§ **Text shown**:
We spent some time with Celia in Shrewbury the next day, and a wonderful dinner that night with some of Susie’s friends. Then, Celia was off to Romania and we were off to check out the glass. Susie had recommended we check out St. Mary’s, no longer in use but still consecrated, and my mom had been enthusiastic about the Shrewsbury abbey. As the town is mostly situated on and around a hill by the river Severn, it was easy to get to both.

St. Mary’s from the entrance. The stained glass is amazing, especially directly in back of the altar.

Shrewsbury Abbey is older than St. Mary’s cathedral by a few hundred years, but has had to endure a lot more.

After that, we had to get on the six hour train ride home. Because we left in the dark, we didn’t take any returning photos of the countryside. The only light we had would have allowed pictures of Wolverhampton… but you don’t want pictures of Wolverhampton. This portrait of us on the train is a much prettier picture.

A haggis recipe for you!

Ingredients:
Set of sheep’s heart, lungs and liver (cleaned by a butcher)
One beef bung
3 cups finely chopped suet
One cup medium ground oatmeal
Two medium onions, finely chopped
One cup beef stock
One teaspoon salt
½ teaspoon pepper
One teaspoon nutmeg
½ teaspoon mace
Method:
Trim off any excess fat and sinew from the sheep’s intestine and, if present, discard the windpipe. Place in a large pan, cover with water and bring to the boil. Reduce the heat and simmer for an hour or possibly longer to ensure that they are all tender. Drain and cool.

§ **Record set**:
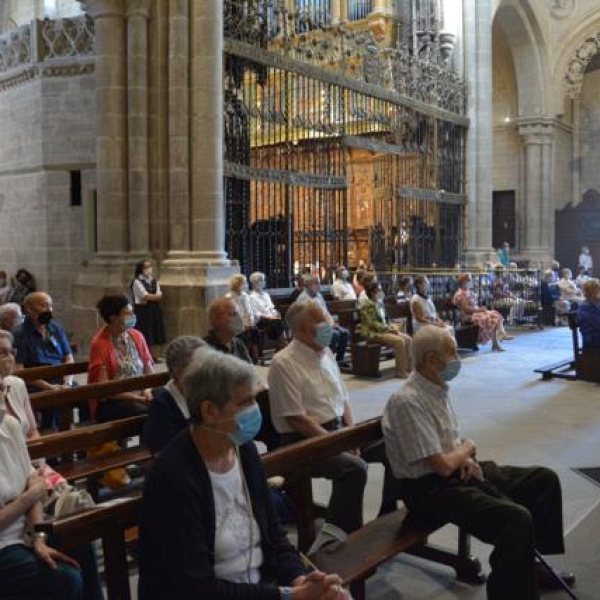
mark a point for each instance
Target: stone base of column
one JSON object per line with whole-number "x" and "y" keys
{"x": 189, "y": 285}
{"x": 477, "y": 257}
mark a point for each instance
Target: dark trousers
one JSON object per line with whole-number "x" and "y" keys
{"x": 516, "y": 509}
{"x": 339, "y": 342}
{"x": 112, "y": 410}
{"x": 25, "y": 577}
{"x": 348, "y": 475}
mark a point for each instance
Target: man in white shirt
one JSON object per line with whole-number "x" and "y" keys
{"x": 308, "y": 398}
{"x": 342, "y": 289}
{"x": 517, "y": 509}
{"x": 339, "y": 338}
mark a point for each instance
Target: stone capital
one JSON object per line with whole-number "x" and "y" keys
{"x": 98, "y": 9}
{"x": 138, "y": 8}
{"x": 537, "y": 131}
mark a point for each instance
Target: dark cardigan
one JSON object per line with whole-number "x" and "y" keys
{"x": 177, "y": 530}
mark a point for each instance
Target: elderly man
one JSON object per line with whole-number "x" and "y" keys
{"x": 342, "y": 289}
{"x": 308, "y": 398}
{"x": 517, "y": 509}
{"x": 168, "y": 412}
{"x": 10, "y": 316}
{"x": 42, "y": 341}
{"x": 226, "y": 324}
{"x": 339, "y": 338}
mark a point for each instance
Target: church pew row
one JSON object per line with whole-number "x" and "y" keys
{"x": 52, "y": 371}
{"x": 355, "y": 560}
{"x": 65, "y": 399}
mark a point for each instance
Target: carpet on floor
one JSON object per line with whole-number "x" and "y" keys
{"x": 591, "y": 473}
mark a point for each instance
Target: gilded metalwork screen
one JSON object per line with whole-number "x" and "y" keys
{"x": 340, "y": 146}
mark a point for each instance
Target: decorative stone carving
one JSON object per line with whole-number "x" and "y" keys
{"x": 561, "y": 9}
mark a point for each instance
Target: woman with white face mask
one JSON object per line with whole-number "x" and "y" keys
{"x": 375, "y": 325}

§ **Challenges**:
A. In the Shrewsbury travel post, which river runs by the town?
B. Carry on the Shrewsbury travel post from its last line.
The data comes from a separate source.

§ **Results of the tasks**:
A. The river Severn.

B.
Some chefs toast the oatmeal in an oven until it is thoroughly dried out (but not browned or burnt!)
Finely chop the meat and combine in a large bowl with the suet, oatmeal, finely chopped onions, beef stock, salt, pepper, nutmeg and mace. Make sure the ingredients are mixed well. Stuff the meat and spices mixture into the beef bung which should be over half full. Then press out the air and tie the open ends tightly with string. Make sure that you leave room for the mixture to expand or else it may burst while cooking. If it looks as though it may do that, prick with a sharp needle to reduce the pressure.
Place in a pot and cover with water. Bring to the boil and immediately reduce the heat and simmer, covered, for three hours. Avoid boiling vigorously to avoid bursting the skin.
Serve hot with “champit tatties and bashit neeps” (mashed/creamed potato and turnip/swede). For added flavor, you can add some nutmeg to the potatoes and allspice to the turnip/swede. Some people like to pour a little whiskey over their haggis – Drambuie is even better! Don’t go overboard on this or you’ll make the haggis cold!

-Nateene and Don
rampantscotland.com, crispywaffle.com, sausages.co.uk
Read Along With Don!
Getting the reading here can be a little difficult, as whether to put essays online is at the professor’s discretion. I understand the Art History department, at least in the case of one of Nateene’s professors, runs on a sort of totalitarian communist system. In her case, the professor required that each student sign up for a day to go and scan in the readings for all to enjoy.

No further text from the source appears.